Given task:
Reproduce all of the records below word for word, changing nothing.

[Begin]

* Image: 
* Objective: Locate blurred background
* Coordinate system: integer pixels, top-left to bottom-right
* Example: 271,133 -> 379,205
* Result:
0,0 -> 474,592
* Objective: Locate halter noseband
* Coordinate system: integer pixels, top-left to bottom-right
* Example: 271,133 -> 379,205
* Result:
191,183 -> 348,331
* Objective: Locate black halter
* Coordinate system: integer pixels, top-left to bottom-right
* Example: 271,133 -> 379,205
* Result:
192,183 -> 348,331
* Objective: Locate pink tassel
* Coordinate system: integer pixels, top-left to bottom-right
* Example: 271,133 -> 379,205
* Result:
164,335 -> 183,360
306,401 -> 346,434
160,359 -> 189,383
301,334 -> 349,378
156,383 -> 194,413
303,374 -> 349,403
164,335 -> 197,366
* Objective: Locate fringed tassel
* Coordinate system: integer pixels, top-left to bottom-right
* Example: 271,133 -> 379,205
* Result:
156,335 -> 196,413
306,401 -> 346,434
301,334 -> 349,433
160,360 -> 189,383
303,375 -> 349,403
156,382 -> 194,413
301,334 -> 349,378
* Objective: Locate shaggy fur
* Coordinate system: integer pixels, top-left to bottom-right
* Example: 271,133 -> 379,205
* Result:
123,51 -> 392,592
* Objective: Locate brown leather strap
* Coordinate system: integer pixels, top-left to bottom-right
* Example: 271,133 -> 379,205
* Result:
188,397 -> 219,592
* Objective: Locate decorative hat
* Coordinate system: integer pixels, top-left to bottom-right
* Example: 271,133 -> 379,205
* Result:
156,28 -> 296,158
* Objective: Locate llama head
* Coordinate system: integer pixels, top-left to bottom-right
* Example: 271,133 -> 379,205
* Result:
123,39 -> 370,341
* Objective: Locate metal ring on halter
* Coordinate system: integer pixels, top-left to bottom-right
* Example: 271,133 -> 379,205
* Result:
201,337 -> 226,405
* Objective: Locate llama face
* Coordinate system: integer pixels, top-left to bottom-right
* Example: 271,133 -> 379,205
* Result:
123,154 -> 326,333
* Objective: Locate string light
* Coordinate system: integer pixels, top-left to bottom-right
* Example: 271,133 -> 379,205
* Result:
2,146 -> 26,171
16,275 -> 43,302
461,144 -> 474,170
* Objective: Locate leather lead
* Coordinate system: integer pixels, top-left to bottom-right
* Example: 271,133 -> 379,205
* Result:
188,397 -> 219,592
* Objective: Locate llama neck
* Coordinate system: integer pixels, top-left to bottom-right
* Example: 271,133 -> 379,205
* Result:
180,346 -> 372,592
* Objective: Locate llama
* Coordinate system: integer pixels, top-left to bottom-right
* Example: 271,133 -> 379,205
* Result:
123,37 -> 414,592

[End]

Solution for this exercise:
* Image: 
* Objective: Locate blurred background
* Coordinate system: integer pixels, top-left to bottom-right
* Example: 271,133 -> 379,205
* Result:
0,0 -> 474,592
* Objective: Locate halter noseband
* Coordinate system: integer pixels, top-left to bottom-right
* Example: 271,133 -> 379,205
* Result:
191,183 -> 348,331
* Objective: Locate black halter
* Coordinate system: integer pixels, top-left to bottom-right
* Example: 271,133 -> 379,205
* Result:
192,183 -> 348,331
* Objective: Locate pink tassel
* Coordinate system: integer pixels, top-left to bottom-right
* Example: 271,133 -> 379,205
* Result:
164,335 -> 183,360
306,401 -> 346,434
160,359 -> 189,383
301,334 -> 349,378
156,383 -> 194,413
303,374 -> 349,403
164,335 -> 197,366
* Objective: Locate fringed tassel
* Coordinate system: integer pixels, top-left to bottom-right
* Example: 271,133 -> 379,205
* Result:
156,335 -> 196,413
306,401 -> 346,434
301,334 -> 349,433
160,360 -> 189,383
303,375 -> 349,403
156,382 -> 194,413
301,334 -> 349,378
* Objective: Locate shaggy fur
* Coordinate system: integer pixels, top-left to bottom-right
* Example: 271,133 -> 379,205
* Result:
123,51 -> 392,592
* Objective: Locate brown leather strap
* Coordinate system: integer pixels, top-left to bottom-right
* Example: 271,133 -> 379,205
* Result:
188,397 -> 219,592
* Objective: Locate decorative hat
* Coordinate system: integer pixels, top-left to bottom-right
* Example: 271,133 -> 379,205
* Result:
156,28 -> 296,158
* Objective: Locate llama head
* Coordinate system: integer pixels, top-left to bottom-right
* Example: 271,133 -> 379,205
* Result:
123,39 -> 370,341
* Objective: Locate metal ring on halter
* Coordinate system: integer pixels, top-left to bottom-right
* Example: 271,133 -> 379,205
* Result:
201,337 -> 226,405
* Objective: Locate llama face
* Coordinate system: integer pixels, top-left to bottom-right
* Example: 271,133 -> 379,205
* Result:
123,154 -> 326,333
* Objective: Locate string light
* Coordinate system: integer pixels, top-left to bottom-right
* Example: 271,133 -> 379,205
* Result:
2,146 -> 26,171
16,275 -> 43,302
461,144 -> 474,170
* Objective: Locate leather lead
* Coordinate system: integer pixels, top-left to bottom-right
* Example: 271,133 -> 379,205
* Result:
188,397 -> 219,592
* Objective: Locate llama neck
* Coordinate system: integer pixels, top-left to bottom-right
* Example: 271,133 -> 379,205
* Result:
180,346 -> 372,592
* Objective: Locate llama
* Coordinate system: integer pixels, top-left to bottom-right
* Example: 271,133 -> 379,205
* Result:
123,37 -> 414,592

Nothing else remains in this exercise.